> _Provided records_:
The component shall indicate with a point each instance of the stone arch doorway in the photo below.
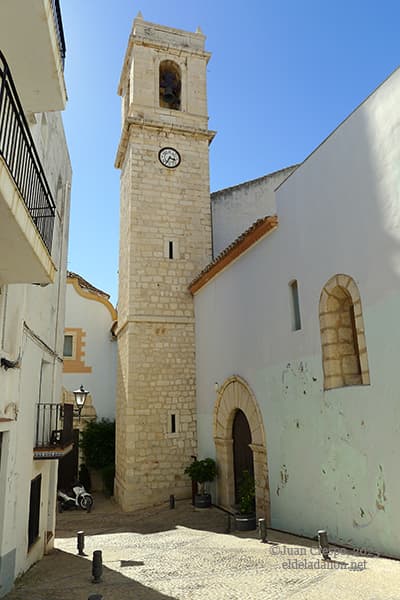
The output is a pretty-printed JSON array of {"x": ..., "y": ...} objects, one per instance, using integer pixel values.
[{"x": 236, "y": 395}]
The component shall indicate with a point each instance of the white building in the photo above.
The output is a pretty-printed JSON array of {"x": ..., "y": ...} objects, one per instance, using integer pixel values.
[
  {"x": 297, "y": 339},
  {"x": 35, "y": 180},
  {"x": 89, "y": 344}
]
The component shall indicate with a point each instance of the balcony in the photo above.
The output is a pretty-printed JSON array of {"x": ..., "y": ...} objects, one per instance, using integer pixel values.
[
  {"x": 32, "y": 38},
  {"x": 54, "y": 431},
  {"x": 27, "y": 208}
]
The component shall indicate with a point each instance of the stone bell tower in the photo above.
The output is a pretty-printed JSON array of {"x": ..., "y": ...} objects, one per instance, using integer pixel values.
[{"x": 165, "y": 240}]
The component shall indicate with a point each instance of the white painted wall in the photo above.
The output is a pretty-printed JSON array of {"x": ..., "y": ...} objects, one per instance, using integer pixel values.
[
  {"x": 31, "y": 329},
  {"x": 236, "y": 208},
  {"x": 95, "y": 319},
  {"x": 338, "y": 213}
]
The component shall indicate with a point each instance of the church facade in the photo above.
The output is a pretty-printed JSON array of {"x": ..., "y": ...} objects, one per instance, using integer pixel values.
[
  {"x": 297, "y": 328},
  {"x": 293, "y": 340}
]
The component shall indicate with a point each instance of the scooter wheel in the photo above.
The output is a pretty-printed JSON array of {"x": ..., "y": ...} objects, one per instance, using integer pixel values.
[{"x": 86, "y": 502}]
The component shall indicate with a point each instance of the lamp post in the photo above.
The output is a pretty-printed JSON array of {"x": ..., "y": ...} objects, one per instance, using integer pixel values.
[{"x": 80, "y": 399}]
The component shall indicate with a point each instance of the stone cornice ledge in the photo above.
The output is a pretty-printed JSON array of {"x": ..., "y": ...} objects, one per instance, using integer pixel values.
[{"x": 158, "y": 125}]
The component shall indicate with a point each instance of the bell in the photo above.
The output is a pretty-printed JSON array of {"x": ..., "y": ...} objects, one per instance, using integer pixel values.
[{"x": 169, "y": 95}]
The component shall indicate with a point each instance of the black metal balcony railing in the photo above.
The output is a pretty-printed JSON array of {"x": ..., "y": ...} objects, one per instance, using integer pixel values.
[
  {"x": 54, "y": 425},
  {"x": 55, "y": 4},
  {"x": 18, "y": 151}
]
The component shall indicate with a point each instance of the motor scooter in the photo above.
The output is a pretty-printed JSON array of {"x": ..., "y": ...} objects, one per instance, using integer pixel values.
[{"x": 78, "y": 498}]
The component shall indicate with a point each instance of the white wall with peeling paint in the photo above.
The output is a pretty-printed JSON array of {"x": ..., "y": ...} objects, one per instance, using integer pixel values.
[
  {"x": 31, "y": 330},
  {"x": 333, "y": 455}
]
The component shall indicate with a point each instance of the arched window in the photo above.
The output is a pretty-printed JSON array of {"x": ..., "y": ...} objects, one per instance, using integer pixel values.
[
  {"x": 344, "y": 351},
  {"x": 170, "y": 85}
]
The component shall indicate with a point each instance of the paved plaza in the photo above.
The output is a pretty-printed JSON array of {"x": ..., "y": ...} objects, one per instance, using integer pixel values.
[{"x": 186, "y": 554}]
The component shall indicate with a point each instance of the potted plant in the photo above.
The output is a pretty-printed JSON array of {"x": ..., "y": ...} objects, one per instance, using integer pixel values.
[
  {"x": 202, "y": 472},
  {"x": 246, "y": 518}
]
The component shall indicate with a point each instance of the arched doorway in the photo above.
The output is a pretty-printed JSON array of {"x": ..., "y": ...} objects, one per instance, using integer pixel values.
[
  {"x": 242, "y": 452},
  {"x": 235, "y": 395}
]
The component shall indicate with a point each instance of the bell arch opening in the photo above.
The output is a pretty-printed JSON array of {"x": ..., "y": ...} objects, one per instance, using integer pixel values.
[{"x": 170, "y": 85}]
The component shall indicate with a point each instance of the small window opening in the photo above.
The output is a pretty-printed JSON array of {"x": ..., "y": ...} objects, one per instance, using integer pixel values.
[
  {"x": 68, "y": 346},
  {"x": 170, "y": 85},
  {"x": 296, "y": 319}
]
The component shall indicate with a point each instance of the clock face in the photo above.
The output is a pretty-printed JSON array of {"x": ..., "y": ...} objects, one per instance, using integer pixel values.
[{"x": 169, "y": 157}]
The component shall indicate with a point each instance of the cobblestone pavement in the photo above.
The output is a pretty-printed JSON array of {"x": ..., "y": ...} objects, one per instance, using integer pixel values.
[{"x": 186, "y": 554}]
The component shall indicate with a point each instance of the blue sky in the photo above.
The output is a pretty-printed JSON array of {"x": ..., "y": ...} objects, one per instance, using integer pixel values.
[{"x": 283, "y": 75}]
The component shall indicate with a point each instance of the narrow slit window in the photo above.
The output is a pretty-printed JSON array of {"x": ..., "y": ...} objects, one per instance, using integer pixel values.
[
  {"x": 34, "y": 510},
  {"x": 68, "y": 346},
  {"x": 294, "y": 292}
]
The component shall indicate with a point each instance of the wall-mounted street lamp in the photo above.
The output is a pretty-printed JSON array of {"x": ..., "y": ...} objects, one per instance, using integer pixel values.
[{"x": 80, "y": 399}]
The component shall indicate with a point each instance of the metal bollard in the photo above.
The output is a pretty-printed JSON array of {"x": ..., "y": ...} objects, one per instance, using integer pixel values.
[
  {"x": 323, "y": 544},
  {"x": 228, "y": 523},
  {"x": 97, "y": 566},
  {"x": 81, "y": 542},
  {"x": 262, "y": 529}
]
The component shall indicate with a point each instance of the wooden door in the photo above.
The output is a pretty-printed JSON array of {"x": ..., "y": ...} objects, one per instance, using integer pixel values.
[{"x": 242, "y": 453}]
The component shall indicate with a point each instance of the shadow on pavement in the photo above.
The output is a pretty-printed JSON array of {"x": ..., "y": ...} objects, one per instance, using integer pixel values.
[
  {"x": 107, "y": 517},
  {"x": 62, "y": 576}
]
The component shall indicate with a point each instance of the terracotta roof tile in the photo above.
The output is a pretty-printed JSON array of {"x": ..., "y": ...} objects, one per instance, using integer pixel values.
[{"x": 249, "y": 237}]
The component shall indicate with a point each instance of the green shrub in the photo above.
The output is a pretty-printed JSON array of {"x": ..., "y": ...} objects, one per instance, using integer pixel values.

> _About this task_:
Give back the material exactly as written, from its first line to the line that contains "wall in the photo above.", and leave out the pictures.

> _The answer_:
The component shall indicate with a point each instance of the stone arch doorway in the photo below.
The output is a pretty-printed JSON array of {"x": ..., "y": ...} objects, one per instance, using integer pixel values.
[{"x": 236, "y": 395}]
The component shall indicate with a point each instance of the white building in the photo above.
The output is a pretty-printed JSON array of {"x": ..., "y": ...} objects, one per instance, using integer pixel values.
[
  {"x": 297, "y": 339},
  {"x": 35, "y": 180},
  {"x": 89, "y": 344}
]
The component shall indicate with a point each instance of the balcony in the photo above.
The output is a pretty-printed JSON array of {"x": ..., "y": ...} objects, one per instance, using integer pixel values.
[
  {"x": 32, "y": 38},
  {"x": 54, "y": 431},
  {"x": 27, "y": 208}
]
The component shall indicate with a point each instance of the stone bell tower in the photo above.
The output is a pretty-printed JSON array of {"x": ..., "y": ...} objects, one per instance, using integer pixel values.
[{"x": 165, "y": 240}]
The component shall indicate with a point each instance of the white painted wall in the photo above.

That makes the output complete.